[Provided text]
┌──
Friday, April 19, 2024

Friday's Funnies

 Tax Sayings

- For every tax problem there is a solution which is straightforward, uncomplicated, and wrong.

- A fine is a tax for doing wrong. A tax is a fine for doing well.

- Ever wonder how Form 1040 got its name? For every $50 you earn, you get $10, they get $40.

- Some say that nobody should keep too much to themselves. The IRS feels the exact same way.

- Welcome to the Accounting department, where everybody counts.

- Accountants never die, they just get depreciated.

- They say there are 3 types of accountants. Those who can count, and those who can't.

Farmer

A farmer walks into a hardware store and asks for a chainsaw that can cut down 6 trees in one hour. The salesman recommends the top-of-the-line model. The farmer is suitably impressed and buys it. The next day he brings it back, complaining that it would only cut down 1 tree and it took ALL DAY! The salesman takes the chain saw, starts it up to see what's wrong, and the farmer says, “What's that noise?”

Math Dyslexia

A worker returned from his visit to the doctor and a colleague asked him how he made out. "Not bad. The doctor told me that I have math dyslexia." The other fellow said, "Gee, that sounds bad." "Actually, the Doctor told me not to worry, because 17 out of 5 people have it."
└──
[Natural-language descriptions of regions]
┌──
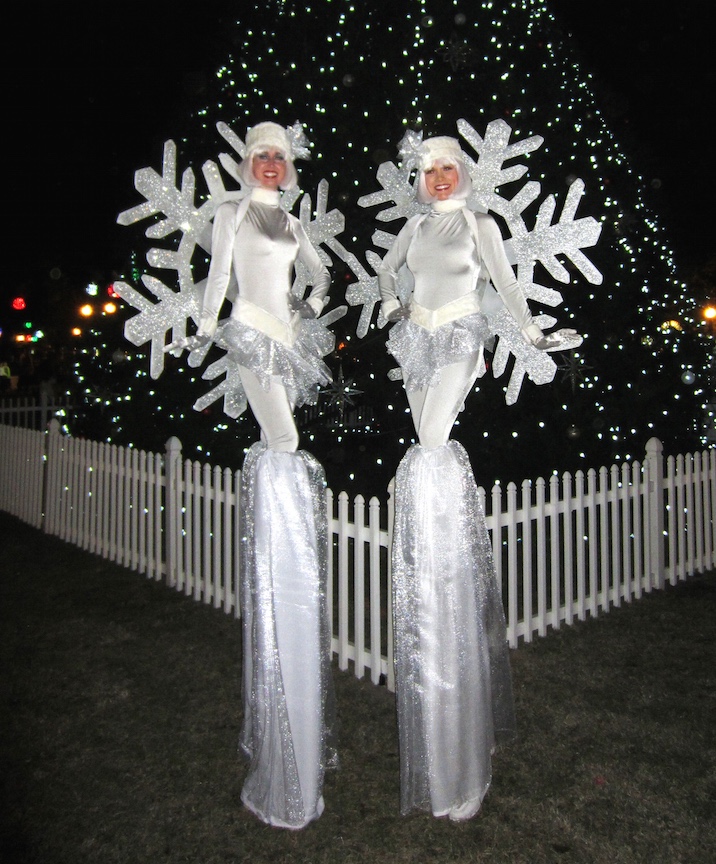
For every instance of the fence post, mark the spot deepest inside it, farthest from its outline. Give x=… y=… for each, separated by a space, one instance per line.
x=172 y=506
x=389 y=594
x=655 y=461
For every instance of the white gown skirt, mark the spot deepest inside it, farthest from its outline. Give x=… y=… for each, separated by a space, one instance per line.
x=288 y=707
x=452 y=667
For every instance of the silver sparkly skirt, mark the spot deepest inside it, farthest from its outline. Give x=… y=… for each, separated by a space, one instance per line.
x=299 y=366
x=422 y=353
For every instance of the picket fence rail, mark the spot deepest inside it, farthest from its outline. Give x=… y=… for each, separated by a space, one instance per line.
x=565 y=548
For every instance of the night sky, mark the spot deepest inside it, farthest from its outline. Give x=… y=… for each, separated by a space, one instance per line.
x=92 y=98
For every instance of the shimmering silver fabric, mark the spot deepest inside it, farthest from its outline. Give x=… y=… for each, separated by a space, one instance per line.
x=299 y=366
x=423 y=353
x=288 y=727
x=452 y=667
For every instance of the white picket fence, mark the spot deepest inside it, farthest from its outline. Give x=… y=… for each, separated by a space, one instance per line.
x=565 y=548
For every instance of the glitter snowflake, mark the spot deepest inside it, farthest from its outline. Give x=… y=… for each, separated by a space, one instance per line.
x=174 y=305
x=546 y=241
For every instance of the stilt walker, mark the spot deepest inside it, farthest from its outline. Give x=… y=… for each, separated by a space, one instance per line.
x=274 y=341
x=451 y=655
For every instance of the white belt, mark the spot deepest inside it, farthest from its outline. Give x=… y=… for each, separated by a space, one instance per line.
x=258 y=318
x=431 y=319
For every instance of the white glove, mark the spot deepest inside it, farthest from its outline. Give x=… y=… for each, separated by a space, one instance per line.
x=399 y=314
x=559 y=340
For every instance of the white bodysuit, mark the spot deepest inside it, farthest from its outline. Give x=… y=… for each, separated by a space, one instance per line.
x=440 y=346
x=277 y=351
x=452 y=670
x=283 y=562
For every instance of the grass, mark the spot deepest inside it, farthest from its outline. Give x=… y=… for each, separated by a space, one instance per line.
└──
[Tasks to perform]
A. In Friday's Funnies, what did the farmer ask for at the hardware store?
B. Quote Friday's Funnies from "Friday, April 19, 2024" to "for doing well.".
The entries come from a different source than Friday's Funnies.

[Replies]
A. A chainsaw that can cut down 6 trees in one hour.

B.
Friday, April 19, 2024

Friday's Funnies

 Tax Sayings

- For every tax problem there is a solution which is straightforward, uncomplicated, and wrong.

- A fine is a tax for doing wrong. A tax is a fine for doing well.